== Extracted text ==

Parallel mapreduce

There are two modes of evaluating a parallel mapreduce that vary only in the arguments that the mapping function accepts.

Iterated zip, where one element from the zipped iterators is splatted and passed as arguments to the mapping function. In this case the function must accept as many arguments as the number of iterators passed to mapreduce. This is analogous to a serial mapreduce
Non-iterated product, in which case the iterator product of the arguments is distributed evenly across the workers. The mapping function in this case should accept one argument that is a collection of Tuples of values. It may iterate over the argument to obtain the individual Tuples.

Each process involved in a pmapreduce operation carries out a local mapreduce, followed by a reduction across processes. The reduction is carried out in the form of a binary tree. The reduction happens in three stages:

A local reduction as a part of mapreduce
A reduction on the host across the workers on the same host. Typically on an HPC system there is an independent reduction on each node across the processes on that node.
A global reduction across hosts.

The reduction operator is assumed to be associative, and reproducibility of floating-point operations is not guaranteed. For associative reductions look into various mapfold* methods provided by other packages, such as Transducers. The reduction operator is not assumed to be commutative.

===
== Items ==

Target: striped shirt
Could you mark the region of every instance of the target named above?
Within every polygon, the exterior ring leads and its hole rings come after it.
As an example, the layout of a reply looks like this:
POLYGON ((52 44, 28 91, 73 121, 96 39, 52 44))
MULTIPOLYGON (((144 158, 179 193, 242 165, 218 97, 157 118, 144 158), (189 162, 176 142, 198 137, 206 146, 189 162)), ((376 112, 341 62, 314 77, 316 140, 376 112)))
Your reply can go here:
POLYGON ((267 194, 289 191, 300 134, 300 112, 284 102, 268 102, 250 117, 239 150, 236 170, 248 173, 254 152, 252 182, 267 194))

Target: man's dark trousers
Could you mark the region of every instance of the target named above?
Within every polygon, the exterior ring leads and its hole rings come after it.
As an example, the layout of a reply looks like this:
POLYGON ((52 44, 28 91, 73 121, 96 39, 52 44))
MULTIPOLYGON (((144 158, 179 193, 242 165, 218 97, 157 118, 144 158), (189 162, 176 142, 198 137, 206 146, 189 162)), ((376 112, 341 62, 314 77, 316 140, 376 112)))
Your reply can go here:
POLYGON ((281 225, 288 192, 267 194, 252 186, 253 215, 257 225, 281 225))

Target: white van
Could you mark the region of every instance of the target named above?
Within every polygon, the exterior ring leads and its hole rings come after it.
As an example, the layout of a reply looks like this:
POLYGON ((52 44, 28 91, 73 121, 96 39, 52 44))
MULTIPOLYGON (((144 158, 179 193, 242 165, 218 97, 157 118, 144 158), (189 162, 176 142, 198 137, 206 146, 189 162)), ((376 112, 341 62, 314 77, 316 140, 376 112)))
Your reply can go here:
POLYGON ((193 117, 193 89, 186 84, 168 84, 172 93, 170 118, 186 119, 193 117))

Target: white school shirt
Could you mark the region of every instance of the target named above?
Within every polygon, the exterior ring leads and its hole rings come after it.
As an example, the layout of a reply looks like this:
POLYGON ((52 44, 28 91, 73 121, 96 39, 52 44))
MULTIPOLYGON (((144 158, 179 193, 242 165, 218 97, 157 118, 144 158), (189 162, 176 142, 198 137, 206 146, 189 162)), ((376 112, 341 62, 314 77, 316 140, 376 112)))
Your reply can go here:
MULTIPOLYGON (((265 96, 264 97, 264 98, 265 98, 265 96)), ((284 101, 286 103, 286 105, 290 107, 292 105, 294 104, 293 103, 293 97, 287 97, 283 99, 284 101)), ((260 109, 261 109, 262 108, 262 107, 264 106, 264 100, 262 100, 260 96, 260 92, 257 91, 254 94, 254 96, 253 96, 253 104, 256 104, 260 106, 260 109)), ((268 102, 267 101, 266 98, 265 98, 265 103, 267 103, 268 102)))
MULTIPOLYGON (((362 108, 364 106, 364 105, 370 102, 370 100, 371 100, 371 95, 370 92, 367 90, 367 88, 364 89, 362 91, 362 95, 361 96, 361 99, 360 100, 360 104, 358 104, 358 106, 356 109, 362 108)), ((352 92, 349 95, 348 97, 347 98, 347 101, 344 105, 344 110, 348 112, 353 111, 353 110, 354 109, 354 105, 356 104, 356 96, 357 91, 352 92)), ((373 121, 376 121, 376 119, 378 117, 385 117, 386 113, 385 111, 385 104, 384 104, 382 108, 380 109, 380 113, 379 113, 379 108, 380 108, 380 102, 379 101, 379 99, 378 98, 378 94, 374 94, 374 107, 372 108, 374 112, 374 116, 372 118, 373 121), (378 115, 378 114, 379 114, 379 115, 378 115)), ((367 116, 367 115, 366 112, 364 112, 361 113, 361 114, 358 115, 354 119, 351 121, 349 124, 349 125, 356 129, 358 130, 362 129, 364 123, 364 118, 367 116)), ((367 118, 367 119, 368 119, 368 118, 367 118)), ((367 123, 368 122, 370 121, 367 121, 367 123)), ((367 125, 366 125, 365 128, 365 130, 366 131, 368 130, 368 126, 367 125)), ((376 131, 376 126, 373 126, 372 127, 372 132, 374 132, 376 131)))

===

Task objective = Reproduce the passage of the parallel mapreduce text starting with "A local reduction" and going on through "to be commutative.", keeping every word and punctuation mark unchanged.

Written reply =
A local reduction as a part of mapreduce
A reduction on the host across the workers on the same host. Typically on an HPC system there is an independent reduction on each node across the processes on that node.
A global reduction across hosts.

The reduction operator is assumed to be associative, and reproducibility of floating-point operations is not guaranteed. For associative reductions look into various mapfold* methods provided by other packages, such as Transducers. The reduction operator is not assumed to be commutative.